Задание: Замените «манкурта» на «зомби» в отрывке текста о жуаньжуанах, который начинается словами «К тому времени, когда» и продолжается до слов «воды и без пищи.» включительно. Приведите этот отрывок целиком с заменой.

Текст:
++++++

Пролог – Жуаньжуаны в ТехноПрогрессе

Чудовищная участь ждала тех, кого жуаньжуаны оставляли у себя в рабстве. Они уничтожали память раба страшной пыткой – надеванием на голову жертвы шири. Обычно эта участь постигала молодых парней, захваченных в боях. Сначала им начисто обривали головы, тщательно выскабливали каждую волосинку под корень.

К тому времени, когда заканчивалось бритье головы, опытные убойщики-жуаньжуаны забивали поблизости матерого верблюда. Освежевывая верблюжью шкуру, первым долгом отделяли её наиболее тяжёлую, плотную выйную часть. Поделив выю на куски, её тут же в парном виде напяливали на обритые головы пленных вмиг прилипающими пластырями – наподобие современных плавательных шапочек. Это и означало надеть шири.

Тот, кто подвергался такой процедуре, либо умирал, не выдержав пытки, либо лишался на всю жизнь памяти, превращался в манкурта – раба, не помнящего своего прошлого.

После надевания шири каждого обречённого заковывали деревянной шейной колодой, чтобы испытуемый не мог прикоснуться головой к земле. В этом виде их отвозили подальше от людных мест, чтобы не доносились понапрасну их душераздирающие крики, и бросали там в открытом поле, со связанными руками и ногами, на солнцепёке, без воды и без пищи.

Пытка длилась несколько суток. Лишь усиленные дозоры стерегли в определённых местах подходы на тот случай, если соплеменники пленённых попытались бы выручить их, пока они живы. Но такие попытки предпринимались крайне редко, ибо в открытой степи всегда заметны любые передвижения. И если впоследствии доходил слух, что-такой-то превращён жуаньжуанами в манкурта, то даже самые близкие люди не стремились спасти или выкупить его, ибо это значило вернуть себе чучело прежнего человека.

Чингиз Айтматов (Буранный полустанок).

То было дикое средневековье. Но люди, лишённые памяти были востребованы другими людьми во все времена. Только их и можно было превратить в послушных рабов, бесстрашных воинов, безропотных и безупречных исполнителей господской воли. Но подобный способ не мог решить проблему послушания кардинально. У него был низкий КПД. Ведь много пленников от этих пыток погибало, а на каждых 5 пленников требовалось 5 шири, для чего нужно было забивать целого верблюда.

Но представьте себе, что перед вами стоит задача превратить в рабов весь народ? Сознайтесь: «А ведь, не плохо бы. Вот житуха была бы – куда лучше, чем в Раю». Предположим – это 150 миллионов человек, – по числу населения России. Ведь тогда при 100 КПД процесса манкуртизации потребуется забить 50 миллионов взрослых верблюдов!? А реально это число нужно умножать на пять! То есть, потребуется забить 250 миллионов взрослых верблюдов. А их всего-то в мире 19 миллионов, из которых взрослых и крепких – не более 12 миллионов! Беда!

++++++

Записи набора:

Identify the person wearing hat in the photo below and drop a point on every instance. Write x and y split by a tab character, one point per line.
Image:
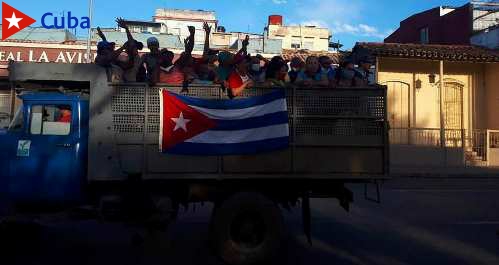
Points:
64	114
132	62
311	75
346	73
296	66
149	63
239	79
363	75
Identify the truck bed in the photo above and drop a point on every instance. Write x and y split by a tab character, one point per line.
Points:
334	134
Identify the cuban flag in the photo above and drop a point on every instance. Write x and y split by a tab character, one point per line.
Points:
194	126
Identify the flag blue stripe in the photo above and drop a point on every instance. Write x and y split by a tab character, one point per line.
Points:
253	122
232	103
186	148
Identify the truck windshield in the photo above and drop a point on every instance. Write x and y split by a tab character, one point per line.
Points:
18	121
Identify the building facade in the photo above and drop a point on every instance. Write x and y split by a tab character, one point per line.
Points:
438	25
176	21
442	104
298	37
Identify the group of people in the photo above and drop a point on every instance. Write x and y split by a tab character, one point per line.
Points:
234	72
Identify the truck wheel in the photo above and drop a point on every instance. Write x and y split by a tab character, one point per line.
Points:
246	229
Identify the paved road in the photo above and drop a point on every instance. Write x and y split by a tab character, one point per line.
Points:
420	221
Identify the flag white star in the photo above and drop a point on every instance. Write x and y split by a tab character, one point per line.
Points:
13	21
180	122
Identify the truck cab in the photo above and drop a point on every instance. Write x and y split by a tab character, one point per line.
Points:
44	149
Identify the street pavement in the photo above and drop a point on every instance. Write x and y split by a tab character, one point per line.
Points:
419	221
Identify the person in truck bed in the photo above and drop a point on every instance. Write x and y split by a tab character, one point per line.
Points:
311	75
132	62
177	72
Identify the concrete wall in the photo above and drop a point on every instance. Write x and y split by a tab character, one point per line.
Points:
492	94
441	27
420	107
309	38
423	106
489	39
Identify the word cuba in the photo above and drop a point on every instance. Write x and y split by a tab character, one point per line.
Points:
49	21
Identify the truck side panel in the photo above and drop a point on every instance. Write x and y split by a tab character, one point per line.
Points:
338	133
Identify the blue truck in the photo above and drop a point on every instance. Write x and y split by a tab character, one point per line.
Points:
78	140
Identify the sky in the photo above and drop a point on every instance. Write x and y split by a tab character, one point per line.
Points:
349	21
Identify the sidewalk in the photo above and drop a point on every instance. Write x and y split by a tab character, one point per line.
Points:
444	172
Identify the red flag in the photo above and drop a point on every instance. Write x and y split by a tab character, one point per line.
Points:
13	21
180	122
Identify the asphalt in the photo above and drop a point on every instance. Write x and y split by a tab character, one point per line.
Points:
419	221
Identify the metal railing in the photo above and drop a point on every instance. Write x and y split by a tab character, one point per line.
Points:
492	142
341	112
5	109
425	137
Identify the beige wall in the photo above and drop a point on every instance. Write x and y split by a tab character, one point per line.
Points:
492	94
423	106
311	38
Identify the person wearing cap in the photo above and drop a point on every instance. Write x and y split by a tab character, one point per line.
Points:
181	70
277	72
326	68
345	73
311	75
363	75
132	62
296	65
64	114
149	63
239	78
204	67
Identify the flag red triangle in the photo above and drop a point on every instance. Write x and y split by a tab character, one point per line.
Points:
180	122
13	21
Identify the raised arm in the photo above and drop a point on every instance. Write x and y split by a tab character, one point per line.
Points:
121	23
207	30
244	50
101	35
189	42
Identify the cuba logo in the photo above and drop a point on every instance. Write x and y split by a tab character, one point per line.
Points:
14	21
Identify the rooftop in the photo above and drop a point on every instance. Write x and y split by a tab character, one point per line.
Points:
288	54
462	53
39	34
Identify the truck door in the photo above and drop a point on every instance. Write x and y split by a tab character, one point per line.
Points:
42	167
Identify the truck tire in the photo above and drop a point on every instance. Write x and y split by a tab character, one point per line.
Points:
247	229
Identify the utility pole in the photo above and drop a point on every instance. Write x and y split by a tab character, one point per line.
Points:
89	37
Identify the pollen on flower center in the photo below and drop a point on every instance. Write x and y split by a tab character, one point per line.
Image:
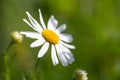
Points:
50	36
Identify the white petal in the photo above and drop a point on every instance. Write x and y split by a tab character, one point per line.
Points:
66	37
33	35
29	24
37	43
43	50
61	57
68	54
54	56
41	19
52	23
34	22
61	28
67	45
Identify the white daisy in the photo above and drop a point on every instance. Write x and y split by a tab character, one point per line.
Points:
50	35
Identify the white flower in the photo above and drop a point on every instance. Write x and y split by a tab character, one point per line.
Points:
50	35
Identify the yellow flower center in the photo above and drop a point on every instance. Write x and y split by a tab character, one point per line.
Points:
50	36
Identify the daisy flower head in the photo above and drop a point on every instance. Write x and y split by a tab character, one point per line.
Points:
50	35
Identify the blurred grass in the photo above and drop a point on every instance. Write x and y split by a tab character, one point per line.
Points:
94	24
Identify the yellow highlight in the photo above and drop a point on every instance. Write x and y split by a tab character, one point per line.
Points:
50	36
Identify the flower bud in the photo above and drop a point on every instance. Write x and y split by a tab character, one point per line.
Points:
80	75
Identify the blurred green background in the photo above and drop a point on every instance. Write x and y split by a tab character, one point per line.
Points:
94	24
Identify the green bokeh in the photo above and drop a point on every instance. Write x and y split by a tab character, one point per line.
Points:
94	24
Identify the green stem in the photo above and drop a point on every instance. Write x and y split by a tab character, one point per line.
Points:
7	70
35	70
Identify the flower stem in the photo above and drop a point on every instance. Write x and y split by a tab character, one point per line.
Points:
7	70
35	70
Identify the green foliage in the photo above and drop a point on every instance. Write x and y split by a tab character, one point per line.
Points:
94	24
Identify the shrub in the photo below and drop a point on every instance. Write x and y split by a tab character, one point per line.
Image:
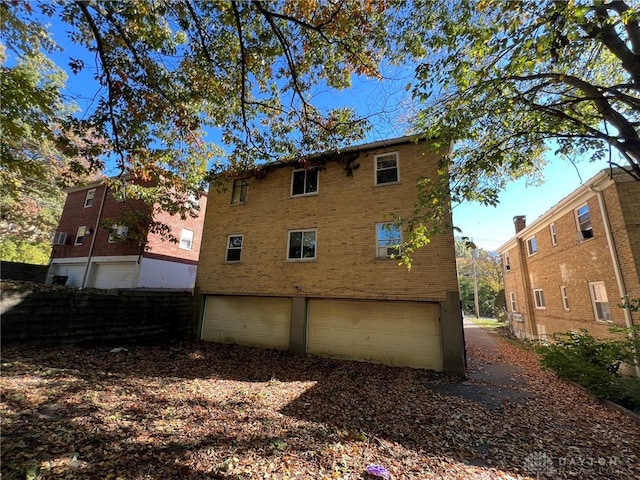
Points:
595	364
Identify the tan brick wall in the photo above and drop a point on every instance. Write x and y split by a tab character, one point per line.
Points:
573	263
345	213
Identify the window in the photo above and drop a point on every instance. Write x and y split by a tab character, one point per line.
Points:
387	168
88	200
538	295
583	219
304	182
565	298
600	301
239	194
186	239
302	245
80	235
234	248
532	246
388	240
118	232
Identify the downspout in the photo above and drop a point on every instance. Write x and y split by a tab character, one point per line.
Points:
93	236
615	261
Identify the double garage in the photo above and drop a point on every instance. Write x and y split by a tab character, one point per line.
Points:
403	333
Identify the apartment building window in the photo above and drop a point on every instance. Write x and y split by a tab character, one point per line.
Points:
88	200
387	168
304	182
234	248
532	246
239	193
80	235
388	240
600	301
554	234
302	245
565	297
583	220
186	239
538	296
118	232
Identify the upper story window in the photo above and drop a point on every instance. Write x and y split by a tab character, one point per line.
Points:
234	248
554	234
532	246
388	240
600	301
118	232
304	182
239	193
302	245
186	239
583	220
512	300
80	235
387	168
538	296
88	200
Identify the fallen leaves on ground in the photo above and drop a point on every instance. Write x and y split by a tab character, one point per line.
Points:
198	411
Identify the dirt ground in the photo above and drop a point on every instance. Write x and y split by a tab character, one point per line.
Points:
207	411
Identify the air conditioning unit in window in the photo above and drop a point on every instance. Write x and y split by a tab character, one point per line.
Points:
60	238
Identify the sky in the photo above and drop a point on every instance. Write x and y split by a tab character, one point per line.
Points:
389	106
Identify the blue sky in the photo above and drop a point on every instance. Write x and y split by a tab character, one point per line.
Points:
389	106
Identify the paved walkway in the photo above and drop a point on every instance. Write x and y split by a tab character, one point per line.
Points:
490	380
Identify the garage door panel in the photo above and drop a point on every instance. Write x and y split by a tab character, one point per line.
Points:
394	333
253	321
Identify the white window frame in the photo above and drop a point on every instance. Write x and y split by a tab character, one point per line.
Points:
118	232
82	231
376	169
581	233
234	248
554	234
512	301
88	200
306	174
507	261
565	297
538	298
598	294
532	246
240	185
186	239
384	249
302	258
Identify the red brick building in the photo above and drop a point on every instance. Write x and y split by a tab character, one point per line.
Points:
573	266
90	254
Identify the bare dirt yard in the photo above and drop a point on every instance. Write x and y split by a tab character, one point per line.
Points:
207	411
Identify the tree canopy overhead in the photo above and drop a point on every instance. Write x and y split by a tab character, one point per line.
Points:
511	79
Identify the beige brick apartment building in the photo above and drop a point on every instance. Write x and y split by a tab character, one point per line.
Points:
571	268
296	256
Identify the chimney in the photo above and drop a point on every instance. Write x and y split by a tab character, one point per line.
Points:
520	222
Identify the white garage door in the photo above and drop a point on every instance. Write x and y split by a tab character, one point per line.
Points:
115	275
74	272
254	321
392	333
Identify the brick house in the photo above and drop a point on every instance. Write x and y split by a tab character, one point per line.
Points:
297	257
91	255
571	268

++++++

Ответ:
К тому времени, когда заканчивалось бритье головы, опытные убойщики-жуаньжуаны забивали поблизости матерого верблюда. Освежевывая верблюжью шкуру, первым долгом отделяли её наиболее тяжёлую, плотную выйную часть. Поделив выю на куски, её тут же в парном виде напяливали на обритые головы пленных вмиг прилипающими пластырями – наподобие современных плавательных шапочек. Это и означало надеть шири.

Тот, кто подвергался такой процедуре, либо умирал, не выдержав пытки, либо лишался на всю жизнь памяти, превращался в зомби – раба, не помнящего своего прошлого.

После надевания шири каждого обречённого заковывали деревянной шейной колодой, чтобы испытуемый не мог прикоснуться головой к земле. В этом виде их отвозили подальше от людных мест, чтобы не доносились понапрасну их душераздирающие крики, и бросали там в открытом поле, со связанными руками и ногами, на солнцепёке, без воды и без пищи.